• _Data under study_:
-------------------------

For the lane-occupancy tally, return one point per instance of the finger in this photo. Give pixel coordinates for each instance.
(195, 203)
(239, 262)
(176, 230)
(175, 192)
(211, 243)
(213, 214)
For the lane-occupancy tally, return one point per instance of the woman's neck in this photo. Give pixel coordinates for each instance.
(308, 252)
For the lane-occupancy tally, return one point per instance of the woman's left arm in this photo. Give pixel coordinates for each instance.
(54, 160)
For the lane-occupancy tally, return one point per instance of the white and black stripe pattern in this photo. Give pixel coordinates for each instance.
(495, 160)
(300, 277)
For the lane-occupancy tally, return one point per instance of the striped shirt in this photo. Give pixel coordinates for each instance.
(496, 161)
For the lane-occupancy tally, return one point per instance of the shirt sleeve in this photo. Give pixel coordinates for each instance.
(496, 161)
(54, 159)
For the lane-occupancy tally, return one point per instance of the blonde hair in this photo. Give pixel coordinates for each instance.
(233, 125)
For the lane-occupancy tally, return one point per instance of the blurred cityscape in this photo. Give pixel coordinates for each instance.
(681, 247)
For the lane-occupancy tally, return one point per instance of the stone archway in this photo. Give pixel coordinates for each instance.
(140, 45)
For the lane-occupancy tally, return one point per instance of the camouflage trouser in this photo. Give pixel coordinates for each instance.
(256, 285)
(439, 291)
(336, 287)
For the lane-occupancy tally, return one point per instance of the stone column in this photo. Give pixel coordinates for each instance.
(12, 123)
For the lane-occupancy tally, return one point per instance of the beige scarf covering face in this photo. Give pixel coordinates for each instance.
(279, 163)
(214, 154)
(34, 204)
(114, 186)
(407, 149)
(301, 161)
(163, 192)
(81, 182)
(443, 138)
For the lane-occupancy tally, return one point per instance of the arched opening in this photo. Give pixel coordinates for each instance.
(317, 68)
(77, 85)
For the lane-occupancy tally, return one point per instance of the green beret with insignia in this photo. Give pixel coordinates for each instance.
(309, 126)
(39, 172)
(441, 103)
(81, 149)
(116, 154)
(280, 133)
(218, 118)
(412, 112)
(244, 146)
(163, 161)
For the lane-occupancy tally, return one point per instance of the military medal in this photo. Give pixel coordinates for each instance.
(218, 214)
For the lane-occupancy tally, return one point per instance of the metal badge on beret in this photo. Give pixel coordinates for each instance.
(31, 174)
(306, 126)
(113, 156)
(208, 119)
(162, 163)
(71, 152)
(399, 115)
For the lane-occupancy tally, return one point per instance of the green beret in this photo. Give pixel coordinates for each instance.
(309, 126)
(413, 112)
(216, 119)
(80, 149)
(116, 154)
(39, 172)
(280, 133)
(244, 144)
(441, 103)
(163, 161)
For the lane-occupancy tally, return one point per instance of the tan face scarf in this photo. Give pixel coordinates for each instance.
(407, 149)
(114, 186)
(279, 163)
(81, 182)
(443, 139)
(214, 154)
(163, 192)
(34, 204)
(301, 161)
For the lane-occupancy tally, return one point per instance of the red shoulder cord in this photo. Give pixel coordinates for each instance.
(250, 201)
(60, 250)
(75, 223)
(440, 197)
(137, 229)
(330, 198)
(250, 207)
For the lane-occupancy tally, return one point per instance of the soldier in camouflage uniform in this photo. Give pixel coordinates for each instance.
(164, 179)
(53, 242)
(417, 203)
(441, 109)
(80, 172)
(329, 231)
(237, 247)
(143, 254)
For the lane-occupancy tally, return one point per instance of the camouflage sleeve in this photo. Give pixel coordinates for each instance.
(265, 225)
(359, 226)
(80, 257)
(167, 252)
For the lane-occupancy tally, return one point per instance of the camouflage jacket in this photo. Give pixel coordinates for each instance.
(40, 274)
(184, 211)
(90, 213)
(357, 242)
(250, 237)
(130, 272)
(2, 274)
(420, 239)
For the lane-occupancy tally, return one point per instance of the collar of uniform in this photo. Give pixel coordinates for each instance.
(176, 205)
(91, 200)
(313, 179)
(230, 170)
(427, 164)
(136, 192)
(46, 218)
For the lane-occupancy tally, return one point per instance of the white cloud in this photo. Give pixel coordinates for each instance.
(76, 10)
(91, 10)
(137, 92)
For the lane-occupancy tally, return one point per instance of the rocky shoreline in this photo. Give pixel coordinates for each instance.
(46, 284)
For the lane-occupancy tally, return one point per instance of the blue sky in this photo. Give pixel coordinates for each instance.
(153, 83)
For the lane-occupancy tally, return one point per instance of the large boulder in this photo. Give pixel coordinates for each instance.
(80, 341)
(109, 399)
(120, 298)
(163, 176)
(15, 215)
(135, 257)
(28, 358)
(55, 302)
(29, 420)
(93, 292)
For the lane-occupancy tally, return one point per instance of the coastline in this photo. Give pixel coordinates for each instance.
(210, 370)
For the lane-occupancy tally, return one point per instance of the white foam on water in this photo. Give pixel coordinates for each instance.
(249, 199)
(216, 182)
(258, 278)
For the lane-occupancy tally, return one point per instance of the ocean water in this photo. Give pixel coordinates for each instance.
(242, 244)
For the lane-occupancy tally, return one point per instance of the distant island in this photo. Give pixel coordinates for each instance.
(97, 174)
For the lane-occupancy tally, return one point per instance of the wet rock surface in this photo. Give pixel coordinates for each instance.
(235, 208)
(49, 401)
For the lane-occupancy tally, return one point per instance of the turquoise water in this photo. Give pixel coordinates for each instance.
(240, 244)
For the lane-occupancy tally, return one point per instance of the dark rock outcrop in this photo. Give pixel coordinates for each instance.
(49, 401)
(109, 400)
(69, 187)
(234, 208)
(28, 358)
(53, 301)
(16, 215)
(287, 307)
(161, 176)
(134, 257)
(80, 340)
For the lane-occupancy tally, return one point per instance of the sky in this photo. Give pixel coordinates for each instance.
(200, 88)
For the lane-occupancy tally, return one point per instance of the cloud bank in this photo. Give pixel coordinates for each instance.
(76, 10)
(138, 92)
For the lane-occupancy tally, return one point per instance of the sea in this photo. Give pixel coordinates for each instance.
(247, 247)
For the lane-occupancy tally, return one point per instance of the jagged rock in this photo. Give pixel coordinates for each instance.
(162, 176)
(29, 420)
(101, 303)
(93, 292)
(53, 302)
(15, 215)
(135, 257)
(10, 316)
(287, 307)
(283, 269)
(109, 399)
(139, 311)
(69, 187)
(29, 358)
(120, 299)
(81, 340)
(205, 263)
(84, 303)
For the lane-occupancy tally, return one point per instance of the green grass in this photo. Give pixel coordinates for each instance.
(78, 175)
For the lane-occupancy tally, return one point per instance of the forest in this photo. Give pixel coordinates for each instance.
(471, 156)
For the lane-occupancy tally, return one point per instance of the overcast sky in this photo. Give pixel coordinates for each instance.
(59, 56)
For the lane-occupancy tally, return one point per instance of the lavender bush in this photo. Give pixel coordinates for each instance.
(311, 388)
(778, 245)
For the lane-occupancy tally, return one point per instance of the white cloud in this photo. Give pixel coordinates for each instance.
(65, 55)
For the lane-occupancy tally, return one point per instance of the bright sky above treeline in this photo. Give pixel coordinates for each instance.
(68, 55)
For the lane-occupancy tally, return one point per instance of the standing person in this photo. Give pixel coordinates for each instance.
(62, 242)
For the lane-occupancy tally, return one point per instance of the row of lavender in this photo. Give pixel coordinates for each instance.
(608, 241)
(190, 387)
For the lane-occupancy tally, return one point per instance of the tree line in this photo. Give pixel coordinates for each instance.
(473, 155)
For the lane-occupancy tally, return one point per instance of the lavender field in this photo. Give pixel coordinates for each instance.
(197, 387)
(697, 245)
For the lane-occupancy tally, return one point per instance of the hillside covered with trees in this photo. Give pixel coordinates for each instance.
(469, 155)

-------------------------

• _What is required_: Please output the material above exactly as it reads.

• _Exercise response_:
For the lane-occupancy tally, return one point per instance of the finger in this photo. Give pixel coordinates for each instance.
(195, 203)
(239, 262)
(176, 230)
(175, 192)
(211, 243)
(213, 214)
For the lane-occupancy tally, return one point per instance of the woman's neck in this photo. Give pixel coordinates for each instance.
(308, 252)
For the lane-occupancy tally, return one point per instance of the woman's left arm in this photo. Give pixel coordinates for each instance.
(54, 160)
For the lane-occupancy tally, return one point per instance of the white and black stripe pattern in this photo. Give pixel coordinates for each instance.
(495, 160)
(300, 277)
For the lane-occupancy tally, return one point per instance of the striped shirt in this photo. Give pixel coordinates for each instance.
(496, 161)
For the lane-occupancy tally, return one point per instance of the shirt sleeve in this photo. Give pixel coordinates for each instance.
(496, 161)
(54, 159)
For the lane-occupancy tally, return one point per instance of the blonde hair in this photo. Give pixel coordinates for each instance.
(233, 125)
For the lane-occupancy tally, return one point per instance of the blurred cityscape in this photo. Give pixel coordinates for each instance.
(681, 247)
For the lane-occupancy tally, return one point per instance of the stone archway in this photo. Give pixel coordinates for each instance.
(140, 45)
For the lane-occupancy tally, return one point per instance of the camouflage trouser in this photo. Give pixel coordinates for each instance.
(256, 285)
(439, 291)
(336, 287)
For the lane-occupancy tally, return one point per instance of the stone column in this photo. Give pixel coordinates for each instance.
(12, 123)
For the lane-occupancy tally, return one point per instance of the beige scarf covering face in this photo. Give pixel coordinates for each instance.
(279, 163)
(214, 154)
(34, 204)
(114, 186)
(407, 149)
(301, 161)
(163, 192)
(81, 182)
(443, 138)
For the lane-occupancy tally, return one point per instance of the arched opening in this photo. Give pixel coordinates for each instance.
(317, 68)
(77, 85)
For the lane-occupancy tally, return one point per instance of the green beret with insignia in this photo. Give pixel coordinates for each instance.
(309, 126)
(39, 172)
(441, 103)
(81, 149)
(116, 154)
(280, 133)
(218, 118)
(412, 112)
(244, 146)
(163, 161)
For the lane-occupancy tally, return one point per instance of the military medal in this photo. Give pixel coordinates for each instance.
(218, 214)
For the lane-occupancy tally, return one point per instance of the metal badge on beret in this photo. Give pixel coordinates for each instance.
(31, 174)
(306, 126)
(113, 156)
(208, 119)
(162, 163)
(71, 152)
(399, 115)
For the lane-occupancy tally, return one point per instance of the green beret in this photo. Give pixel coordinates for each instance.
(309, 126)
(413, 112)
(216, 119)
(80, 149)
(116, 154)
(39, 172)
(280, 133)
(244, 144)
(441, 103)
(163, 161)
For the lane-occupancy tally, return one point per instance of the tan face scarf in this photo. Give pixel coordinates for each instance.
(407, 149)
(114, 186)
(279, 163)
(81, 182)
(443, 139)
(214, 154)
(163, 192)
(34, 204)
(301, 161)
For the lane-occupancy tally, return one point per instance of the red shoulder cord in this photo. Give pixel coordinates for each instance.
(250, 201)
(60, 250)
(75, 223)
(440, 197)
(137, 229)
(330, 198)
(250, 207)
For the lane-occupancy tally, return one point per instance of the soldier in camouflage uniform in this photo. Give pixel coordinates for each instance.
(164, 179)
(53, 242)
(417, 203)
(441, 109)
(80, 172)
(329, 231)
(237, 247)
(143, 254)
For the lane-occupancy tally, return one point per instance of the camouflage sleeve in this photo. Give pixel coordinates for each instance.
(265, 225)
(359, 226)
(80, 257)
(167, 252)
For the lane-occupancy tally, return one point per instance of the camouflage jacket in this photo. Give pixel coordinates for each instance.
(40, 274)
(184, 211)
(90, 213)
(357, 242)
(250, 237)
(130, 272)
(2, 274)
(420, 239)
For the lane-occupancy tally, return one point per instance of the collar of uniform in this photo. Give pixel coordinates for each instance.
(176, 205)
(91, 200)
(313, 179)
(230, 170)
(427, 164)
(136, 192)
(46, 218)
For the lane-occupancy tally, return one point per instance of the white cloud in this photo. Give pixel coordinates for each instance.
(76, 10)
(91, 10)
(137, 92)
For the lane-occupancy tally, return one point per instance of the rocky shoreline in this photo. Give pixel coordinates for each instance.
(46, 284)
For the lane-occupancy tally, return one point per instance of the blue sky in this photo. Give pixel coordinates for each instance.
(153, 83)
For the lane-occupancy tally, return one point per instance of the large boulder in this photo. Give pixel coordinates for each instance.
(80, 341)
(109, 399)
(120, 298)
(163, 176)
(15, 215)
(135, 257)
(28, 358)
(55, 302)
(29, 420)
(93, 292)
For the lane-occupancy tally, return one point per instance of the coastline in this photo. Give pixel coordinates for each instance.
(210, 370)
For the lane-occupancy tally, return one point per instance of the white foam on water in this photo. Give pixel coordinates for each instance.
(249, 199)
(216, 182)
(258, 278)
For the lane-occupancy tally, return one point per instance of the ocean water in this photo. Give pixel coordinates for each instance.
(242, 244)
For the lane-occupancy tally, return one point per instance of the distant island in this photo. Give pixel coordinates for each instance.
(97, 174)
For the lane-occupancy tally, return one point per instance of the wet rock surface in this photo. Give pixel coordinates for each instance.
(235, 208)
(49, 401)
For the lane-occupancy tally, return one point per instance of the turquoise water in this photo. Give pixel coordinates for each instance.
(240, 244)
For the lane-occupancy tally, return one point per instance of the dark rock outcrop in this photo. Give pixel coordinates for each instance.
(49, 401)
(109, 400)
(69, 187)
(234, 208)
(28, 358)
(53, 301)
(16, 215)
(287, 307)
(161, 176)
(134, 257)
(80, 340)
For the lane-occupancy tally, return one point per instance of the sky in this photo. Give pixel coordinates for each instance.
(200, 88)
For the lane-occupancy tally, return one point per instance of the cloud bank in this photo. Give pixel coordinates for each instance.
(76, 10)
(138, 92)
For the lane-occupancy tally, return one point per instance of the sea in this photo. Give pixel coordinates for each instance.
(247, 247)
For the lane-occupancy tally, return one point per instance of the jagged rock in this photo. Give pixel coordinates for each instance.
(162, 176)
(29, 420)
(101, 303)
(93, 292)
(53, 302)
(15, 215)
(135, 257)
(10, 316)
(287, 307)
(283, 269)
(109, 399)
(139, 311)
(69, 187)
(29, 358)
(120, 299)
(81, 340)
(205, 263)
(84, 303)
For the lane-occupancy tally, return one point per instance of the green grass in this photo. Give pixel coordinates for each instance.
(78, 175)
For the lane-occupancy tally, return one point per instance of the forest in this photo. Give pixel coordinates for each instance.
(471, 156)
For the lane-occupancy tally, return one point per instance of the overcast sky in this photo. Give pixel coordinates for each instance.
(59, 56)
For the lane-occupancy tally, return one point per instance of the lavender bush in this photo. Give pixel coordinates for each instance.
(311, 388)
(778, 245)
For the lane-occupancy tally, return one point per instance of the white cloud in this photo. Give pixel coordinates for each instance.
(65, 55)
For the lane-occupancy tally, return one point per instance of the bright sky above treeline in this photo. Give pixel coordinates for each instance.
(68, 55)
For the lane-occupancy tally, return one point per instance of the standing person in this photo. Give pixel coordinates for each instance.
(62, 242)
For the lane-occupancy tally, return one point per instance of the row of lavender in this photo. Give pixel coordinates for each instance.
(608, 241)
(190, 387)
For the lane-occupancy tally, return one point per instance of the tree line in this photo. Give pixel coordinates for each instance.
(473, 155)
For the lane-occupancy tally, return one point per instance of the lavender field in this photo. Give pixel coordinates for each instance.
(197, 387)
(697, 245)
For the lane-occupancy tally, return one point per instance of the hillside covered with trees in this photo. Give pixel coordinates for each instance.
(469, 155)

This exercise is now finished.